● Task statement: Please write out, exactly as given, every line of the entries below up to and including the line with "DETECT acacia tree".

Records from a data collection
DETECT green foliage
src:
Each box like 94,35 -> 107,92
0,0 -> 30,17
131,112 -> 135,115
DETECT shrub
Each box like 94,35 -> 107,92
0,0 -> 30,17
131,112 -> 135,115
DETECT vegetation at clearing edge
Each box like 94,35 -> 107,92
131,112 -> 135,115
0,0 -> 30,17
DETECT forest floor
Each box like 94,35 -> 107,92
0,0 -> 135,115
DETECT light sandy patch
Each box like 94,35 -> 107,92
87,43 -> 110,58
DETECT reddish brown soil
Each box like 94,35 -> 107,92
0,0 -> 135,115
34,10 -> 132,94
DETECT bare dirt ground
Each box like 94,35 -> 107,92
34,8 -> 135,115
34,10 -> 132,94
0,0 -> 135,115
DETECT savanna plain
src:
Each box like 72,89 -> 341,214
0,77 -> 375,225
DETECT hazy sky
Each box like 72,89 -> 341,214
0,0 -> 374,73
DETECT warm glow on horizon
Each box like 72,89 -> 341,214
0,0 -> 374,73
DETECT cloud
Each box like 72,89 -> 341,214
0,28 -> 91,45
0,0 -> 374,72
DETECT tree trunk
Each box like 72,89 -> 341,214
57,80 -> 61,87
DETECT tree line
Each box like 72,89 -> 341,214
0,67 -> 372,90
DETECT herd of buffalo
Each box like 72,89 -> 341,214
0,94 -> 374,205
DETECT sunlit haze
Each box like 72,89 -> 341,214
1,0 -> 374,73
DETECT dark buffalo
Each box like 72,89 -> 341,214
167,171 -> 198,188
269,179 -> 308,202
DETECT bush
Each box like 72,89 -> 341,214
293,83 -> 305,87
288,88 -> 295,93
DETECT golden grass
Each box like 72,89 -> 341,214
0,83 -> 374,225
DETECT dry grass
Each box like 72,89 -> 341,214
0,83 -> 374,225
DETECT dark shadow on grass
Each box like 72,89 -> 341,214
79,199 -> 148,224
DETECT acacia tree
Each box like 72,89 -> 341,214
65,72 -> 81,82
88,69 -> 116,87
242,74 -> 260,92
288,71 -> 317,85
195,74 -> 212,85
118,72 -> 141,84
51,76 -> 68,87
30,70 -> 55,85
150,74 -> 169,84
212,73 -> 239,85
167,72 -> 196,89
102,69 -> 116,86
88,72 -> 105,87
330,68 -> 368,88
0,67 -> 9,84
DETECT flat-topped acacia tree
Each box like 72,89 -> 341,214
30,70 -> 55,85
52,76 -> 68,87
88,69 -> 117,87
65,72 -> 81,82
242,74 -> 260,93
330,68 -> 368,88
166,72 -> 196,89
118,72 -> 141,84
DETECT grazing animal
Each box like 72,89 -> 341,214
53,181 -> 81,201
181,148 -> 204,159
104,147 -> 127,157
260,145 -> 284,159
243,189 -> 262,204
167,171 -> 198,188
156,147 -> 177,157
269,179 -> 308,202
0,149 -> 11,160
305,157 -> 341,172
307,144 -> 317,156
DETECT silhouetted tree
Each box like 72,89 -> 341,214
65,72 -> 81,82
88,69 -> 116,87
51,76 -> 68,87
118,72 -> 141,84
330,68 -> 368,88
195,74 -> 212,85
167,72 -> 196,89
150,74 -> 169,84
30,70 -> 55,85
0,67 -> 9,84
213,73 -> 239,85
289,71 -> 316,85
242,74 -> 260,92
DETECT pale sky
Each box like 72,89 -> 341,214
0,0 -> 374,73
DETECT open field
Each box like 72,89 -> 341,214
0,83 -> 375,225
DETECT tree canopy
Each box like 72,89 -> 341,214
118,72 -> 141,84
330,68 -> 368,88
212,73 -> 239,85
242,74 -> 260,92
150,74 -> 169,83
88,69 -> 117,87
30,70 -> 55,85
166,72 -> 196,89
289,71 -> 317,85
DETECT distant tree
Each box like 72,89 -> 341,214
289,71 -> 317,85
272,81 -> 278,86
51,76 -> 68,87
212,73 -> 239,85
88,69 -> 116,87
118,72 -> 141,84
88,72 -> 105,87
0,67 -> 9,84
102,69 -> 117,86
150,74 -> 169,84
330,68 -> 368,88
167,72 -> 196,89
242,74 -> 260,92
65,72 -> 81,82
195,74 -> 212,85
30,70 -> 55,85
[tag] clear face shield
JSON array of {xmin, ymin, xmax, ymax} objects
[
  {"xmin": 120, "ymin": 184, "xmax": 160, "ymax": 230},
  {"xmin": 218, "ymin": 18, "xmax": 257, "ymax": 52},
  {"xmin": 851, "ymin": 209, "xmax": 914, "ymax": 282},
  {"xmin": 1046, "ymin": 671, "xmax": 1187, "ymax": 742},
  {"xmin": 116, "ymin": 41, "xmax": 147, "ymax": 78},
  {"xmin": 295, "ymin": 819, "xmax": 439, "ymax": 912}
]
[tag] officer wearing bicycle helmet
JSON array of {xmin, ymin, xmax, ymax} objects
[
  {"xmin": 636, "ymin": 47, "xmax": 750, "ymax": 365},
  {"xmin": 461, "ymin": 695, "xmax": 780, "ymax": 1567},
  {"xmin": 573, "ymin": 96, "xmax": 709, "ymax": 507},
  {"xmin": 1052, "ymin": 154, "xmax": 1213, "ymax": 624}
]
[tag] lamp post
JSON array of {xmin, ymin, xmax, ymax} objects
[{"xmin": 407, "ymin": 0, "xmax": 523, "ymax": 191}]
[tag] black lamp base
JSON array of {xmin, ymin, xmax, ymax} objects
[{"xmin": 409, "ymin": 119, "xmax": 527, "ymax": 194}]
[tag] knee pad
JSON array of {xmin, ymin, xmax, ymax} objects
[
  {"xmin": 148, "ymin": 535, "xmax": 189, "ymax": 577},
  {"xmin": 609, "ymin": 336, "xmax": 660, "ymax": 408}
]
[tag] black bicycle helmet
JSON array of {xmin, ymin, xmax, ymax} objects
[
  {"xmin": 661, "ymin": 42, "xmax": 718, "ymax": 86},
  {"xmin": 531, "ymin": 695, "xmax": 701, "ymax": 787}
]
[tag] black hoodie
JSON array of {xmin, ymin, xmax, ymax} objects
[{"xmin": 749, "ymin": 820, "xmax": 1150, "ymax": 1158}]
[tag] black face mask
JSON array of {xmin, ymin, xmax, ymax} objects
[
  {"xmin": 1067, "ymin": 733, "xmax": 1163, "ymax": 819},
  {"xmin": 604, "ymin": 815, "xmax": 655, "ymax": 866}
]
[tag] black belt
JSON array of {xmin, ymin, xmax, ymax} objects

● Reply:
DETECT green foliage
src:
Each box like 94,35 -> 107,92
0,0 -> 30,17
131,112 -> 135,115
DETECT shrub
Each box like 94,35 -> 107,92
0,0 -> 30,17
131,112 -> 135,115
DETECT vegetation at clearing edge
Each box like 94,35 -> 107,92
131,112 -> 135,115
0,0 -> 30,17
DETECT forest floor
Each box like 94,35 -> 107,92
0,0 -> 135,115
DETECT light sandy patch
Each box like 94,35 -> 107,92
87,43 -> 110,58
DETECT reddish brown soil
Each box like 94,35 -> 107,92
0,0 -> 135,115
34,10 -> 132,94
DETECT bare dirt ground
Each box like 94,35 -> 107,92
34,8 -> 135,115
34,10 -> 132,94
0,0 -> 135,115
DETECT savanna plain
src:
Each box like 72,89 -> 341,214
0,77 -> 375,225
DETECT hazy sky
Each box like 72,89 -> 341,214
0,0 -> 374,73
DETECT warm glow on horizon
Each box like 72,89 -> 341,214
0,0 -> 374,73
DETECT cloud
Each box like 72,89 -> 341,214
0,28 -> 91,45
0,0 -> 374,72
DETECT tree trunk
Each box like 72,89 -> 341,214
57,80 -> 61,87
DETECT tree line
Each box like 72,89 -> 341,214
0,67 -> 372,90
DETECT herd of buffalo
Each box like 72,89 -> 341,214
0,94 -> 374,205
DETECT sunlit haze
Each box like 72,89 -> 341,214
1,0 -> 374,73
DETECT dark buffalo
Each box like 72,89 -> 341,214
167,171 -> 198,188
269,179 -> 308,202
DETECT bush
Each box like 72,89 -> 341,214
293,83 -> 305,87
288,88 -> 295,93
DETECT golden grass
Each box like 72,89 -> 341,214
0,83 -> 374,225
DETECT dry grass
Each box like 72,89 -> 341,214
0,83 -> 374,225
DETECT dark shadow on grass
Each box like 72,89 -> 341,214
79,199 -> 148,224
DETECT acacia tree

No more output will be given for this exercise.